About this task:
Transcribe each record exactly as it appears.

Working data:
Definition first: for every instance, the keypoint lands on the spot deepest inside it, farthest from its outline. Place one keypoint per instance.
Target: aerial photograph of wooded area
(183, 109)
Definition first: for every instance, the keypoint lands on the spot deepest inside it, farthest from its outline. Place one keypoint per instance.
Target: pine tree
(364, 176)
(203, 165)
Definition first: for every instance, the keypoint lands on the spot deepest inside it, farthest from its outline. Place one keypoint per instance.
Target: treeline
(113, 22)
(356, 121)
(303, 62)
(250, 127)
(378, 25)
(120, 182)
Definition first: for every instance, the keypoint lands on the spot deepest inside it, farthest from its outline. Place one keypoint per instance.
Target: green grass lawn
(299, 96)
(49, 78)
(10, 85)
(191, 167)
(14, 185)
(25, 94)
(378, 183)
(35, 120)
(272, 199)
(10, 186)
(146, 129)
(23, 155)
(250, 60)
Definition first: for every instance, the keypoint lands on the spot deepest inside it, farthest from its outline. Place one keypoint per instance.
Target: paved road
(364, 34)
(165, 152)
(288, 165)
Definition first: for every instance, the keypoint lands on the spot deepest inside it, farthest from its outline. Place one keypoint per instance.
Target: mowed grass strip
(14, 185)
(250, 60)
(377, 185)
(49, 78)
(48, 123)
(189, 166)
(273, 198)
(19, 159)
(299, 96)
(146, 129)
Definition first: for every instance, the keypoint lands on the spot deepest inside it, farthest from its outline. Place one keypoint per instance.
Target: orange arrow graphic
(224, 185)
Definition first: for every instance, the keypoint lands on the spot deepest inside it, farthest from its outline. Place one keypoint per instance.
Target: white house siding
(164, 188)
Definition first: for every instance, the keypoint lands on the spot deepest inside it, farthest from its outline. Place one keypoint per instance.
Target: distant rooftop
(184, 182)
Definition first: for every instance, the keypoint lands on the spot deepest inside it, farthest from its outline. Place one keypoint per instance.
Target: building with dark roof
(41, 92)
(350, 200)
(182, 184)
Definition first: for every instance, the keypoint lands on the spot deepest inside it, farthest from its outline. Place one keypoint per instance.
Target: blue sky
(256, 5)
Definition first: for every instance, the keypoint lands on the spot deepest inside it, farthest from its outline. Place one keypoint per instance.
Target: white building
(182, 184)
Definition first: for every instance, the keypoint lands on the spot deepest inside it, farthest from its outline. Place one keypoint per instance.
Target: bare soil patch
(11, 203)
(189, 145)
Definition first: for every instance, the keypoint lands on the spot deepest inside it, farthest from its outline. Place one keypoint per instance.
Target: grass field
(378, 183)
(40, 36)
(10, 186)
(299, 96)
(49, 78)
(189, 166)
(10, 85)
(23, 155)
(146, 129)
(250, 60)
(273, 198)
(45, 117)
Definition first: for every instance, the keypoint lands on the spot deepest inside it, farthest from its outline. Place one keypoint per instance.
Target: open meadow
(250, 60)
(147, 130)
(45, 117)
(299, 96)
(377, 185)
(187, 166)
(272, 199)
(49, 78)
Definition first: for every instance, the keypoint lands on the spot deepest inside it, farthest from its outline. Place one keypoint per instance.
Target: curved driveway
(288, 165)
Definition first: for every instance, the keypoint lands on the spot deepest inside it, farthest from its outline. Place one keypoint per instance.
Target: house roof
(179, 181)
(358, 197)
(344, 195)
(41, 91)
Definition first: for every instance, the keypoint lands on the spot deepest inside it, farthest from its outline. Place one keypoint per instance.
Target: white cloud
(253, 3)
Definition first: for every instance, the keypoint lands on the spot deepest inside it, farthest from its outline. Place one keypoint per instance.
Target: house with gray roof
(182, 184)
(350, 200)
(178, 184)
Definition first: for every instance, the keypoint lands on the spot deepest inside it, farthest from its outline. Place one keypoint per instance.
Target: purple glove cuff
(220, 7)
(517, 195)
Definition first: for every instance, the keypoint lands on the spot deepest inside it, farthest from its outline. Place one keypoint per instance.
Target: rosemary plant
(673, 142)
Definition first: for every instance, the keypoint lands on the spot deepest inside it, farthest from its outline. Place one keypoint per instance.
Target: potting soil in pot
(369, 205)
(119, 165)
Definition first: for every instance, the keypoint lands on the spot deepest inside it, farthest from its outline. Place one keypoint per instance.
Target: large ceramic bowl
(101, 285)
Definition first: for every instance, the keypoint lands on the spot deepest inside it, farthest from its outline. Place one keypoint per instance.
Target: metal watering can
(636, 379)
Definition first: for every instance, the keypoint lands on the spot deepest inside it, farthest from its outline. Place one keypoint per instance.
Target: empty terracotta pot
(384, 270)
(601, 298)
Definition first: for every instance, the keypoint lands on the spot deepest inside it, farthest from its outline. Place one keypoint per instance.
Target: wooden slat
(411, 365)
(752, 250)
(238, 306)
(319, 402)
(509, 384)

Answer:
Definition first: for every instance, the keypoint lands on the spot deepest inside it, farthest from its outline. Place one keypoint per instance.
Target: aerial photograph of wooded area
(183, 109)
Definition first: for every instance, the keypoint lands on the spot deepest inside it, farthest from its outline. Place one keypoint per instance.
Target: pine tree
(364, 176)
(203, 165)
Definition first: for every instance, the keypoint lands on the spot deepest inside it, farthest from its outline. Place one keypoint per instance.
Target: treeline
(113, 22)
(356, 121)
(303, 62)
(250, 127)
(378, 25)
(120, 182)
Definition first: for every instance, the keypoint lands on the spot deepest inside it, farthest from its outline. Place one keypoint per instance.
Target: green grass lawn
(299, 96)
(49, 78)
(10, 85)
(191, 167)
(14, 185)
(25, 94)
(378, 183)
(35, 120)
(272, 199)
(10, 186)
(146, 129)
(23, 155)
(250, 60)
Definition first: for every instance, the keypoint lands on the spot deepest inside it, farthest from its outline. Place one keypoint per instance.
Target: paved road
(364, 34)
(165, 152)
(288, 165)
Definition first: for every instance, the keypoint lands on the spot deepest inside it, farthest from its outline. Place one keypoint per instance.
Target: mowed grass strip
(14, 185)
(250, 60)
(377, 185)
(49, 78)
(48, 123)
(189, 166)
(273, 198)
(19, 159)
(299, 96)
(146, 129)
Definition first: for every instance, the keypoint lands on the spot deepest inside it, farthest from its outline. Place one keypoint per instance.
Target: orange arrow graphic
(224, 185)
Definition first: for every instance, the keypoint lands on the spot deepest inside it, farthest from its outline. Place one keypoint per instance.
Target: white house siding
(164, 188)
Definition first: for every instance, the keypoint lands on the spot deepest inside it, farthest from its outline. Place one keypoint per instance.
Target: distant rooftop
(184, 182)
Definition first: for every instance, the keypoint lands on the spot deepest inside it, farthest from its outline. Place one keypoint per instance.
Target: building with dark roof
(41, 92)
(350, 200)
(182, 184)
Definition first: for every instance, the keypoint lands on the spot deepest inside it, farthest from its outline. Place one keypoint per instance.
Target: blue sky
(256, 5)
Definition first: for every instance, the keypoint lands on the spot deepest inside it, farthest from its outline. Place one keypoint per instance.
Target: white building
(182, 184)
Definition first: for every instance, the keypoint lands on the spot deepest inside it, farthest from its outline. Place one keypoint per instance.
Target: bare soil patch
(11, 203)
(189, 145)
Definition first: for every instance, the keypoint lands on the spot deepest inside it, farthest from its outline. Place one keypoint per instance.
Target: grass field
(378, 183)
(40, 36)
(10, 186)
(299, 96)
(49, 78)
(189, 166)
(10, 85)
(23, 155)
(146, 129)
(250, 60)
(273, 198)
(45, 117)
Definition first: for every instance, the keypoint lands on the spot deepest inside it, farthest from its outline. Place one keypoint per instance.
Target: open meadow
(250, 60)
(147, 130)
(45, 117)
(299, 96)
(377, 185)
(187, 166)
(272, 199)
(49, 78)
Definition first: for every instance, the keypoint lands on the spot deepest inside it, farthest from its outline. Place one keypoint per instance.
Target: curved driveway
(288, 165)
Definition first: for every instance, the keypoint lands on the spot deepest inside it, farthest from its outline. Place one keypoint per instance.
Target: house roof
(179, 181)
(358, 197)
(344, 195)
(41, 91)
Definition first: for every instance, the keypoint lands on the spot deepest inside it, farthest from its outline. Place one keypoint per instance.
Target: white cloud
(253, 3)
Definition first: for every instance, the keypoint lands on the spot deepest inside it, farthest from its outline. Place one keypoint per instance.
Target: house with gray roof
(182, 184)
(350, 200)
(178, 184)
Definition first: for every instance, the keypoint lands on the spot deepest inside it, farthest from its outline. Place one keypoint per instance.
Target: purple glove cuff
(220, 7)
(517, 195)
Definition first: for every instance, the keypoint lands on the spot deepest inside it, farthest from its outline. Place one keypoint per instance.
Target: rosemary plant
(673, 142)
Definition first: for every instance, the keypoint lands on the spot deepest inside it, farthest from its outline. Place one keypoint per instance.
Target: potting soil in pot
(369, 205)
(119, 165)
Definition first: for every instance, the keypoint lands on the spot deepest inside it, farthest from its outline. Place one keypoint per instance.
Target: large ceramic bowl
(101, 285)
Definition first: for every instance, the keypoint lands on the spot deepest inside it, farthest from its outline. Place one keypoint per instance.
Target: metal watering can
(636, 379)
Definition first: for every instance, the keypoint lands on the spot deepest inside it, farthest from its outline. Place one keypoint per instance.
Target: empty terracotta pot
(384, 270)
(601, 298)
Definition first: for every instance, the keypoint lands on the spot deepest inside it, farthest from its outline. Place one keypoint per instance.
Target: wooden slat
(411, 365)
(752, 250)
(238, 306)
(319, 402)
(509, 384)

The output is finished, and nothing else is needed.